Start of Entries shown
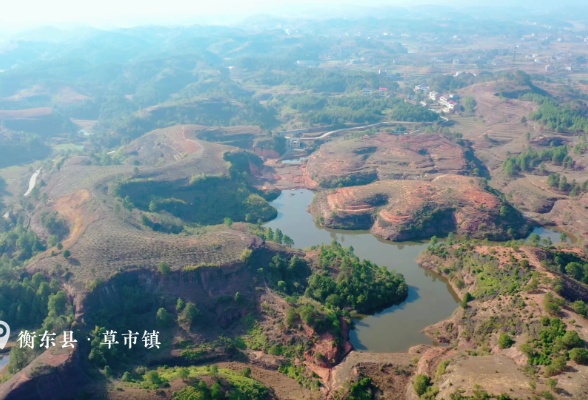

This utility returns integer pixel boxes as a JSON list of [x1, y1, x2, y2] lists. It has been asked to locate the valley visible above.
[[0, 6, 588, 400]]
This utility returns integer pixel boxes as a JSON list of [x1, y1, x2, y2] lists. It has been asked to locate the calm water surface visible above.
[[265, 190, 559, 352]]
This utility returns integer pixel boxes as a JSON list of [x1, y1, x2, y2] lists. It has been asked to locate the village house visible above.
[[414, 84, 429, 93]]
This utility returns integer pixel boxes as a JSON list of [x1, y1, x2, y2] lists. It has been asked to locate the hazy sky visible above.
[[0, 0, 474, 31], [0, 0, 354, 30], [0, 0, 572, 32]]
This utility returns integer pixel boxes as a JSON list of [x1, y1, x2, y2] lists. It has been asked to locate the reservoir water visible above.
[[265, 189, 559, 352], [0, 354, 10, 371]]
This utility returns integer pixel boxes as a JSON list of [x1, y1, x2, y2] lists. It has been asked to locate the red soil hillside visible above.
[[308, 133, 467, 187], [311, 175, 527, 240]]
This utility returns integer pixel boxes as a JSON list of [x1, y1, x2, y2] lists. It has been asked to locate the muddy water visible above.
[[266, 190, 459, 352], [0, 354, 10, 371], [265, 190, 559, 352]]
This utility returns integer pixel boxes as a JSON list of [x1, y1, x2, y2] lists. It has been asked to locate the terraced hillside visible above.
[[308, 133, 468, 187], [311, 175, 528, 240], [27, 132, 276, 304]]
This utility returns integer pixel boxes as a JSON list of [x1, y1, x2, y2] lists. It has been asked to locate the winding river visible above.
[[265, 189, 559, 352]]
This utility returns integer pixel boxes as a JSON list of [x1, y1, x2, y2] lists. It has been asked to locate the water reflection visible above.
[[266, 190, 560, 352], [266, 190, 459, 352]]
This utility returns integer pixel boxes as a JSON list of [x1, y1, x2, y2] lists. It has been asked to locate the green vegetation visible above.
[[123, 365, 269, 400], [520, 317, 583, 376], [413, 375, 431, 396], [254, 68, 398, 93], [303, 97, 439, 125], [502, 146, 573, 176], [427, 239, 531, 300], [335, 378, 375, 400], [547, 173, 588, 197], [522, 94, 588, 133], [113, 151, 277, 227], [306, 242, 408, 313], [498, 333, 514, 349]]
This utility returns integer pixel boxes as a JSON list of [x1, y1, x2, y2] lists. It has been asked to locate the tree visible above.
[[274, 228, 284, 244], [463, 96, 478, 113], [157, 262, 171, 275], [461, 292, 474, 308], [283, 235, 294, 247], [178, 367, 190, 380], [570, 347, 588, 365], [413, 375, 431, 396], [176, 297, 186, 312], [562, 331, 582, 349], [145, 371, 161, 385], [558, 175, 568, 192], [498, 333, 514, 349], [566, 261, 584, 280], [47, 290, 67, 316], [156, 307, 173, 328], [182, 303, 201, 325]]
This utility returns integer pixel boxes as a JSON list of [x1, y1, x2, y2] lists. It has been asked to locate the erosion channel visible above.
[[265, 189, 559, 353]]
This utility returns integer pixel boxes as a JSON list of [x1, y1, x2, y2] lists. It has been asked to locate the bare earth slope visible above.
[[308, 133, 467, 187], [311, 175, 526, 240]]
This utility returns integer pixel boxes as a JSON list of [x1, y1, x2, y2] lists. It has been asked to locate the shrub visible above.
[[157, 262, 171, 275], [145, 371, 161, 385], [156, 307, 173, 328], [562, 331, 582, 349], [570, 348, 588, 365], [498, 333, 514, 349], [413, 375, 431, 396], [181, 303, 202, 325], [461, 292, 474, 308]]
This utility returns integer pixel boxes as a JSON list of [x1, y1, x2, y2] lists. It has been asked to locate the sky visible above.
[[0, 0, 585, 32], [0, 0, 346, 30]]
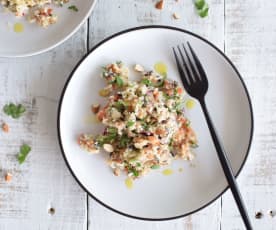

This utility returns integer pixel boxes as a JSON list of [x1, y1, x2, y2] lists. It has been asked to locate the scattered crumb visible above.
[[173, 13, 180, 19], [134, 64, 145, 72], [91, 104, 100, 114], [48, 208, 56, 215], [255, 211, 263, 219], [155, 0, 164, 10], [2, 122, 10, 133], [267, 210, 276, 217], [5, 173, 12, 182]]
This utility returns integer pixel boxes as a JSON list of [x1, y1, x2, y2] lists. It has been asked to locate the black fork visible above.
[[173, 42, 253, 230]]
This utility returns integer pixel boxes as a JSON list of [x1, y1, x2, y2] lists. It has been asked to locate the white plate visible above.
[[58, 26, 253, 220], [0, 0, 96, 57]]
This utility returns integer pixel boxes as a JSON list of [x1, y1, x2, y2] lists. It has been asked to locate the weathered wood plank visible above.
[[222, 0, 276, 230], [88, 0, 224, 230], [0, 24, 87, 230]]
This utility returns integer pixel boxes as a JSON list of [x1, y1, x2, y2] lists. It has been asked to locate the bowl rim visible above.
[[0, 0, 98, 58], [57, 25, 254, 221]]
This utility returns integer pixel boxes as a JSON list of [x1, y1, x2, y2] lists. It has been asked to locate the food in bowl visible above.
[[78, 62, 197, 178], [1, 0, 69, 27]]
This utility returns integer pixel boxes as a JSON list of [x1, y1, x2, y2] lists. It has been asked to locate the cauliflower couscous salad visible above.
[[0, 0, 72, 27], [78, 62, 197, 179]]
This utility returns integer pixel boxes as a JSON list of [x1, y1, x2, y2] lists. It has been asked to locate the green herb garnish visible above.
[[68, 5, 79, 12], [115, 76, 124, 87], [127, 121, 135, 128], [150, 165, 160, 169], [96, 127, 117, 147], [114, 101, 125, 112], [141, 120, 149, 130], [119, 134, 130, 148], [3, 103, 26, 119], [141, 78, 152, 86], [17, 144, 32, 164], [194, 0, 209, 18]]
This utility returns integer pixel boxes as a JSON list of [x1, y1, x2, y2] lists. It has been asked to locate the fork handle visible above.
[[199, 99, 253, 230]]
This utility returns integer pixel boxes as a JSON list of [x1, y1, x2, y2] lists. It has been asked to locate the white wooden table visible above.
[[0, 0, 276, 230]]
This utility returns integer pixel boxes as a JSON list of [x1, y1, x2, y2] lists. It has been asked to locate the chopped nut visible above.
[[173, 13, 180, 19], [255, 211, 263, 219], [113, 168, 120, 176], [99, 88, 111, 97], [91, 104, 100, 114], [134, 64, 145, 72], [103, 144, 114, 153], [5, 173, 12, 182], [155, 0, 164, 10], [2, 123, 10, 133]]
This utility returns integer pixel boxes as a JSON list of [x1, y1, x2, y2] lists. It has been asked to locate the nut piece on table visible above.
[[91, 104, 101, 114], [134, 64, 145, 72], [155, 0, 164, 10], [173, 13, 180, 19], [255, 211, 263, 219], [267, 210, 276, 217], [103, 144, 114, 153], [5, 173, 12, 182]]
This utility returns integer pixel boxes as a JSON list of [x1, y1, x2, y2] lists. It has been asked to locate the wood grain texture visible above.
[[88, 0, 224, 230], [0, 0, 276, 230], [222, 0, 276, 230], [0, 25, 87, 230]]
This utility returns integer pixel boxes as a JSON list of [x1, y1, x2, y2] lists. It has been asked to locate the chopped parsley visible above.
[[141, 78, 152, 86], [68, 5, 79, 12], [127, 121, 135, 128], [3, 103, 26, 119], [17, 144, 32, 164], [96, 127, 117, 147], [119, 134, 130, 148], [114, 101, 126, 112], [194, 0, 209, 18], [115, 76, 124, 87]]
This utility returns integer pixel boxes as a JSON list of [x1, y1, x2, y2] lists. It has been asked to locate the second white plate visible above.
[[0, 0, 96, 57]]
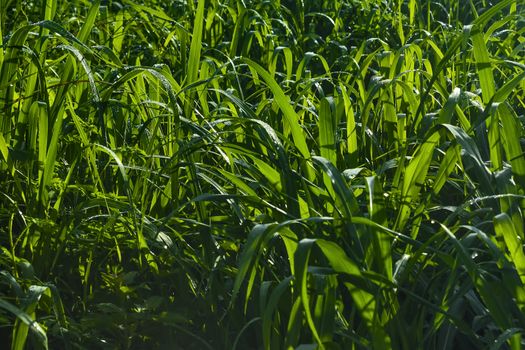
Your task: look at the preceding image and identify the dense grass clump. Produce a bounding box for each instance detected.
[0,0,525,350]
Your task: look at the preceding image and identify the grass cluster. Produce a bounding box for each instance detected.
End of Entries shown
* [Task goal]: Count the lines in the items above that contain the string "bounding", and reply with the number alone.

* [Solution below]: 2